**Exercise instructions:** Transcribe exactly the lines from the one containing "Where can the woman's outstretched" through the end of the data, both included. Leave out pictures.

**Source records:**
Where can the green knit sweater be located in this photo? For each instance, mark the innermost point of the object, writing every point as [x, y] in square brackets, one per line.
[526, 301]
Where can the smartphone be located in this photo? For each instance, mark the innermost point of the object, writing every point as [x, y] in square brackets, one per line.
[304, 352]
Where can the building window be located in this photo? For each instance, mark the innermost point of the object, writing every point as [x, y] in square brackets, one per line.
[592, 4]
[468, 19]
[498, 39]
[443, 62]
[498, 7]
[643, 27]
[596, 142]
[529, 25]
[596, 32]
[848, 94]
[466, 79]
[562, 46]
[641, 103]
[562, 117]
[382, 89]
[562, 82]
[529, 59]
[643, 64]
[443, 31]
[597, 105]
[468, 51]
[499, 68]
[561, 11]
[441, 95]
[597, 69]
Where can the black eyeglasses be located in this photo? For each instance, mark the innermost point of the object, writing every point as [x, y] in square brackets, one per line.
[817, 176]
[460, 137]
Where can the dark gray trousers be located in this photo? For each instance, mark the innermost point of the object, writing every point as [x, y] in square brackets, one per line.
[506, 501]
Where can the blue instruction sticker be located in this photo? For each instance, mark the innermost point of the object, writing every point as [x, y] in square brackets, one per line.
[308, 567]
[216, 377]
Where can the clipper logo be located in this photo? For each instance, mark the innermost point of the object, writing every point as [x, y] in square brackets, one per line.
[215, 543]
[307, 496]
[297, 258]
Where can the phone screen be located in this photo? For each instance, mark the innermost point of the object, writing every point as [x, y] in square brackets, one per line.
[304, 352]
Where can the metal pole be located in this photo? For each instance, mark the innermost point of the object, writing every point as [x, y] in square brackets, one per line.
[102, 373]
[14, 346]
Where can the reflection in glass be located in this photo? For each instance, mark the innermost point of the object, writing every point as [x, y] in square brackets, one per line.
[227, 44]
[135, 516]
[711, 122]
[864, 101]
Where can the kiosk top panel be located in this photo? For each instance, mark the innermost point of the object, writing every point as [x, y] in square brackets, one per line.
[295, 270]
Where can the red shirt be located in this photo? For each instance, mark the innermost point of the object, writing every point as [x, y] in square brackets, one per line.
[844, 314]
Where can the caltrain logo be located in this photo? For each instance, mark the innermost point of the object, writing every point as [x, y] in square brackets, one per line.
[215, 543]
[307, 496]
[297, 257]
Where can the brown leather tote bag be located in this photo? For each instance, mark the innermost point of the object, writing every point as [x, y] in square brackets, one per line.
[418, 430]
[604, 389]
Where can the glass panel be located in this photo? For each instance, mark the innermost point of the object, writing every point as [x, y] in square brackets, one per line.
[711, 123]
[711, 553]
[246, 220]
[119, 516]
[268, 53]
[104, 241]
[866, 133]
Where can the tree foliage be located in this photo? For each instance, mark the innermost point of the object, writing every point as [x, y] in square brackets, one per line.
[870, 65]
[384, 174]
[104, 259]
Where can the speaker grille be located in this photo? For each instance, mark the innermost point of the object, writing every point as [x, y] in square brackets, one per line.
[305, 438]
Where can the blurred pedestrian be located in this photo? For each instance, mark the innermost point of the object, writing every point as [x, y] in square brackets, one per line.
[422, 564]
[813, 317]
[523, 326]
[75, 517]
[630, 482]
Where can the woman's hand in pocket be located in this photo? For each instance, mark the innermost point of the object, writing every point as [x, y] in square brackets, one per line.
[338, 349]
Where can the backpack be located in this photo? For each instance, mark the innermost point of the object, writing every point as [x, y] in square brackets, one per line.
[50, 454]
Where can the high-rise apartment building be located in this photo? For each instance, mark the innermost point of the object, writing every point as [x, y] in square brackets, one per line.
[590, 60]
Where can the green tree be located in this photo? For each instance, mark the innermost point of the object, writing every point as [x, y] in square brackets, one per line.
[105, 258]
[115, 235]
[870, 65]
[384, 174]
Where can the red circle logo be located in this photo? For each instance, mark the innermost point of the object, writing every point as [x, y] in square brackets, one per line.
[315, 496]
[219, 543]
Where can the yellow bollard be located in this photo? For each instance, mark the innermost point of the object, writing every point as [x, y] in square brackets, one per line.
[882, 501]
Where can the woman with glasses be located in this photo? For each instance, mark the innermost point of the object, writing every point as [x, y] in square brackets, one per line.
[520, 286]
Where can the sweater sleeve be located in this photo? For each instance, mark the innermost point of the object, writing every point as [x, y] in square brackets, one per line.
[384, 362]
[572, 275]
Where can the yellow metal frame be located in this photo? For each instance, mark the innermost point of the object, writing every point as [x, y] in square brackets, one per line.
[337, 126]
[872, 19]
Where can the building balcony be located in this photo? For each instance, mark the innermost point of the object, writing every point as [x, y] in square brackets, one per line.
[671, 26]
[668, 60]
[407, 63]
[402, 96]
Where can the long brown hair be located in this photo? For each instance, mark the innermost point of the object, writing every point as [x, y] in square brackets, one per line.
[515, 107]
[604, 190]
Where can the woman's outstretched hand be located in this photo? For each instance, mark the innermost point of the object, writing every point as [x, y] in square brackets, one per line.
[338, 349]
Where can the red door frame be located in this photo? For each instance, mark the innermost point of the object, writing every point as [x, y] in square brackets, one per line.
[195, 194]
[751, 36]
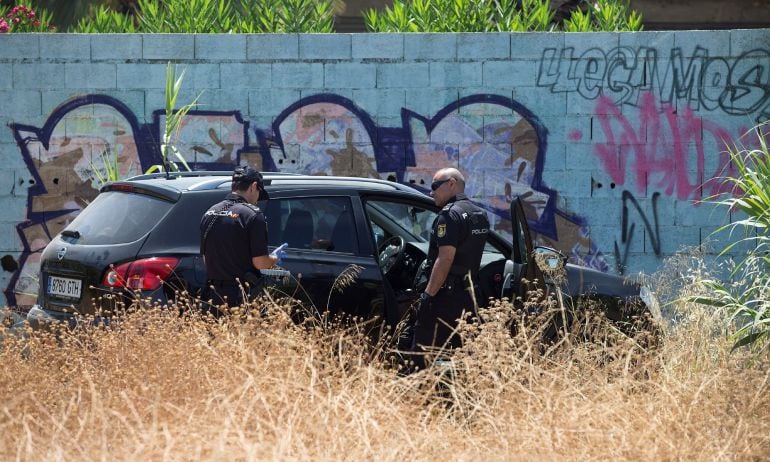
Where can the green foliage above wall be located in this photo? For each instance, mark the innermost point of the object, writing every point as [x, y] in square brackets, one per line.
[498, 16]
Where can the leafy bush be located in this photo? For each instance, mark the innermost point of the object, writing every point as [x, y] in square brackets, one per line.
[604, 15]
[747, 295]
[105, 21]
[214, 16]
[496, 16]
[22, 18]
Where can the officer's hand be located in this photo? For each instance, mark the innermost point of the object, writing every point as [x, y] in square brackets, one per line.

**Exercise result:**
Where can the woman's outstretched hand be located in this photo? For each instance, mark the innermost point of the object, writing every point as [x, y] in square brackets, one per line.
[338, 349]
Where can the red door frame be located in this photo? For each instance, mark the innermost point of the object, writing every point as [x, y] in square brackets, one per line.
[195, 194]
[751, 36]
Where can the green foliage above wall be located in this photo? For each instance, mark the innermost point of the object, writing every point as [x, y] in square brackets, one per line.
[498, 16]
Where can the leafy bush be located in this photo? For each instance, mark the innermost point of the object, writing every point as [x, y] in square brackets, one per line.
[604, 15]
[747, 295]
[105, 21]
[214, 16]
[496, 16]
[22, 18]
Where can the officer's hand be located in this photo? For each instance, mark the innermost point of the object, writing every point as [x, y] in square brackets, one per line.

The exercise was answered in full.